# Stated goal:
Repeat the data below word for word, from the line with "Indicate the blue patterned" up to and including the line with "x=261, y=173".

# Records:

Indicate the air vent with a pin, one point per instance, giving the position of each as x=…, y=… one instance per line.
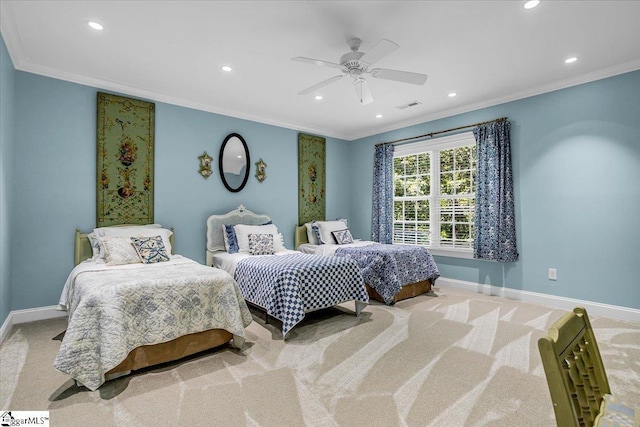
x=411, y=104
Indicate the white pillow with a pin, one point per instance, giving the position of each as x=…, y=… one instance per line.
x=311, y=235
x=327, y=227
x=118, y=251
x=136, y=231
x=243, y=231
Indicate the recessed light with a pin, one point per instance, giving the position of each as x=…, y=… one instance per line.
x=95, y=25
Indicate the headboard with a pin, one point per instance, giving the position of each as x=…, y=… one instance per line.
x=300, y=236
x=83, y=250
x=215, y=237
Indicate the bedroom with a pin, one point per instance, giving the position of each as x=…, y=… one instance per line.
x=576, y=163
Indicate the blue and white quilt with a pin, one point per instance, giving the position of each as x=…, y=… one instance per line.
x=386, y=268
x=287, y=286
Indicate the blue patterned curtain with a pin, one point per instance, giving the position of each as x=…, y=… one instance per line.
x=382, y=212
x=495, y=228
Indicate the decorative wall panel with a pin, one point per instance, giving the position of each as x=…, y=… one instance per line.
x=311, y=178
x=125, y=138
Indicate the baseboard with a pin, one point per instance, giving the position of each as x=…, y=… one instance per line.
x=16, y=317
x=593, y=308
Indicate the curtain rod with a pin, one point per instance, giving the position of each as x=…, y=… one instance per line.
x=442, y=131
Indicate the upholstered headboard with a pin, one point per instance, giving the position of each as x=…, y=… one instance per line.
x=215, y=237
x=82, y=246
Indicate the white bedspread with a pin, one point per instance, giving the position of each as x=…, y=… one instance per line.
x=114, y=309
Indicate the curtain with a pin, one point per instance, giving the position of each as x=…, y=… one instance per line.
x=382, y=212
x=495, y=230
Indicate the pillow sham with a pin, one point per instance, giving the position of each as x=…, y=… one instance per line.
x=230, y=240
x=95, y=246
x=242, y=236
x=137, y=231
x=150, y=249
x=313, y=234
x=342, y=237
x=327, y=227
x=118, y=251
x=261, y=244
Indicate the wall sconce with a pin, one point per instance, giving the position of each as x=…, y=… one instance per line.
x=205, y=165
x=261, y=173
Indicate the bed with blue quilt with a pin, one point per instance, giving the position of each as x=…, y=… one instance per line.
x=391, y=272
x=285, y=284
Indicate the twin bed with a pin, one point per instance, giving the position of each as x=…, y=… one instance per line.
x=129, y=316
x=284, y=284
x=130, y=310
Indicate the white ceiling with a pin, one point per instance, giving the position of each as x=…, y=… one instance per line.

# Result below:
Indicate the blue patterned curtain with a pin, one point per instance, giving the position of each as x=…, y=… one instance per line.
x=382, y=212
x=495, y=228
Indicate the decorative wall panel with a pin, one point per instance, giving the position of each as x=…, y=… one instance per line.
x=311, y=178
x=125, y=138
Indicate the baseboard with a pin, one point per instance, giving the position of each as x=…, y=… one instance per line.
x=16, y=317
x=593, y=308
Indicate the curtain rod with a pin, one point per instance, giving the position of each as x=…, y=… one instance per line.
x=442, y=131
Indicate the upholstered headboard with a pin, one point per instance, giving the position of each as x=…, y=… one instance per line.
x=215, y=237
x=82, y=246
Indicate the white bedspread with a pin, one point per instance, giving the position of each as x=…, y=… one instance per line.
x=114, y=309
Indicate the curtain with a pin, one point per instance, giving the position of each as x=…, y=… one instance per line.
x=382, y=212
x=495, y=230
Indicate the pillow sham with a pin, one point per instance, giving the position of each as x=…, y=… one instance per line.
x=230, y=240
x=95, y=246
x=242, y=236
x=137, y=231
x=150, y=249
x=313, y=234
x=342, y=237
x=327, y=227
x=118, y=251
x=261, y=244
Indicate the wall sconce with a pin, one point per instance, giving the position of each as x=…, y=… one instance per line.
x=205, y=165
x=261, y=173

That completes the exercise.